GIVEN REQUEST: Extract the listing below in full, unchanged.

# # #

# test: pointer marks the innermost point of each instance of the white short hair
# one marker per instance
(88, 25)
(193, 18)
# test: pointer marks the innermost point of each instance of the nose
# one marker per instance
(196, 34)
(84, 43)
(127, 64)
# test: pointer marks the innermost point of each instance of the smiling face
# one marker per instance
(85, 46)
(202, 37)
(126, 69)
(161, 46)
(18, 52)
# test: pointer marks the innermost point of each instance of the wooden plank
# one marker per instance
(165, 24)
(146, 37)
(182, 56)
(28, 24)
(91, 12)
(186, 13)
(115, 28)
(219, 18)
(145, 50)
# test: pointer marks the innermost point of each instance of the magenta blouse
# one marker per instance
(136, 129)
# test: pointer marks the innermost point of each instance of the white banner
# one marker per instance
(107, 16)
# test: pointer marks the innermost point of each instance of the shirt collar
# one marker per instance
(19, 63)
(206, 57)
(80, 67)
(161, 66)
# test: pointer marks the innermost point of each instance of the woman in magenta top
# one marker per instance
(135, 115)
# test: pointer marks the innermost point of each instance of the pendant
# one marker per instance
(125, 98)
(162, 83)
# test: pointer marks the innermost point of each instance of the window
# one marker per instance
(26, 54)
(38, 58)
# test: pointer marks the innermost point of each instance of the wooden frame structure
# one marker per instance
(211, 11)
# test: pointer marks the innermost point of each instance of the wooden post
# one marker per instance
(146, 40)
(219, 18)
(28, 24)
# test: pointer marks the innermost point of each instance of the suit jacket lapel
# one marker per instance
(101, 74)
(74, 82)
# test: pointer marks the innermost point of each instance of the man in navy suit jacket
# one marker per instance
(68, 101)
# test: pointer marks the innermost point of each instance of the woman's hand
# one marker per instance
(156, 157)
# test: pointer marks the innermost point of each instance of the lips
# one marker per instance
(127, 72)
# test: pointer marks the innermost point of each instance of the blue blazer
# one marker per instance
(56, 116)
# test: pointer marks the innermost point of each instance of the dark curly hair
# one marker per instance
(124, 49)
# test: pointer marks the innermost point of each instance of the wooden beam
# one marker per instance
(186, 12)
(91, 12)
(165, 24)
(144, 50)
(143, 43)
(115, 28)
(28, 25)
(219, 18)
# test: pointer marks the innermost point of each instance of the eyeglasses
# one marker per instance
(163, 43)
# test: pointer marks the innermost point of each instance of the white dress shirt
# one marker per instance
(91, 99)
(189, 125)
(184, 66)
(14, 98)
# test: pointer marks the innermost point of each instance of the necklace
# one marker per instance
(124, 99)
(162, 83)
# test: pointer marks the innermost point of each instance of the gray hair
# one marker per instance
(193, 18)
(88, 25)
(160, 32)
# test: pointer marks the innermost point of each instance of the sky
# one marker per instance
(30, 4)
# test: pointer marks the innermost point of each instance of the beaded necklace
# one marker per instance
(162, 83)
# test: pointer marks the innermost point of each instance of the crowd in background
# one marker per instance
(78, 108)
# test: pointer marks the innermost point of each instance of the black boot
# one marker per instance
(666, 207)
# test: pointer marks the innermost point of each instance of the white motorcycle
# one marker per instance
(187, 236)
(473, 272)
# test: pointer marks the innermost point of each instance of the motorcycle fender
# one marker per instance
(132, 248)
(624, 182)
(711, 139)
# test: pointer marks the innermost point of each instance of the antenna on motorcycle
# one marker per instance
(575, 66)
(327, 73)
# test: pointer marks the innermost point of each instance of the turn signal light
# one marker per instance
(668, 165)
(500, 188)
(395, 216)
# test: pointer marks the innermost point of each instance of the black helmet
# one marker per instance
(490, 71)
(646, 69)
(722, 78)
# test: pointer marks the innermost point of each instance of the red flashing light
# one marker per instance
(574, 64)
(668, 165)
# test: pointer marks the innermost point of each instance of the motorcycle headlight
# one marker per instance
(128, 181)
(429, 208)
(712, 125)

# # #

REPLY TO THE EXERCISE:
# test: pointer marks the innermost point of each instance of the white short hair
# one marker per instance
(88, 25)
(193, 18)
# test: pointer marks the innermost point of each instance of the nose
# one marker per instance
(196, 34)
(84, 43)
(127, 64)
# test: pointer marks the innermost point of each instance of the smiling face
# one marker per instance
(85, 46)
(202, 37)
(126, 69)
(161, 46)
(18, 52)
# test: pointer marks the innermost point of each instance of the wooden plank
# one marker per instance
(165, 24)
(146, 37)
(182, 56)
(28, 24)
(91, 12)
(186, 13)
(115, 28)
(219, 18)
(145, 50)
# test: pointer marks the innermost point of each instance of the magenta blouse
# one marker per instance
(136, 129)
# test: pointer marks the innermost point of each instance of the white banner
# one marker per instance
(107, 16)
# test: pointer marks the innermost point of each instance of the shirt collar
# one marker per instance
(19, 63)
(206, 57)
(80, 67)
(161, 66)
# test: pointer marks the innermost point of each instance of the woman in magenta top
# one marker per instance
(135, 115)
# test: pointer marks the innermost point of each instance of the pendant
# one marker per instance
(125, 98)
(162, 83)
# test: pointer marks the innermost point of each instance of the window
# one marker per instance
(26, 54)
(38, 58)
# test: pointer marks the innermost point of each instance of the wooden frame structure
# one marker per instance
(211, 11)
# test: pointer marks the innermost point of each instance of the wooden post
# one marker per instance
(146, 40)
(219, 18)
(28, 24)
# test: pointer marks the innermost point of each instance of the suit jacket lapel
# one marker per instance
(101, 74)
(74, 82)
# test: pointer marks the innermost point of each instance of the man in navy suit jacket
# one marker per instance
(68, 101)
# test: pointer marks the innermost point of each instance of the woman's hand
# one marker per instance
(156, 157)
# test: pointer marks the innermost point of each instance of the lips
# one marker per instance
(127, 72)
# test: pointer marks the innermost point of each instance of the blue blazer
# one marker per instance
(56, 116)
# test: pointer marks the innermost point of each instance of the dark curly hair
# one marker per instance
(124, 49)
# test: pointer marks the innermost point of each instance of the wooden beam
# one marker per instance
(186, 12)
(91, 12)
(165, 24)
(144, 50)
(143, 43)
(115, 28)
(28, 25)
(219, 18)
# test: pointer marks the innermost point of each instance of the eyeglasses
# one marker per instance
(163, 43)
# test: pointer marks the innermost point of each instance of the white dress shirt
# one marker per instance
(91, 99)
(189, 125)
(184, 66)
(14, 98)
# test: pointer marks the innermost point of each instance of the necklace
# one marker per instance
(124, 99)
(162, 83)
# test: pointer marks the innermost point of each instance of the gray hair
# one marker per instance
(193, 18)
(88, 25)
(160, 32)
# test: pointer marks the innermost point of each instance of the sky
# one marker per instance
(30, 4)
# test: pointer marks the innermost point of each instance of the beaded necklace
# one marker per instance
(162, 83)
# test: pointer marks the innermost point of each instance of the crowd in background
# one marker per instance
(78, 108)
# test: pointer marks the innermost point of each instance of the black boot
# one marker per instance
(666, 207)
# test: pointer marks the innermost point of each instance of the white motorcycle
# one marker per instance
(187, 236)
(473, 272)
# test: pointer marks the innermost point of each instance of the motorcycle fender
# one marker per instance
(132, 248)
(624, 182)
(711, 139)
# test: pointer marks the innermost point of each instance of the antenna on motorcycle
# one marker per instance
(575, 66)
(327, 73)
# test: pointer marks the innermost point of each instance of the turn signal light
# one marker per instance
(668, 165)
(500, 188)
(395, 216)
# test: pointer marks the innermost point of each instance of the black helmet
# one marker per instance
(490, 71)
(646, 69)
(722, 78)
# test: pointer marks the innermost point of each instance of the red flashing light
# one marker per instance
(574, 64)
(668, 165)
# test: pointer marks the innermost point of each instance of the motorcycle headlight
# one marker per instance
(128, 181)
(429, 208)
(712, 125)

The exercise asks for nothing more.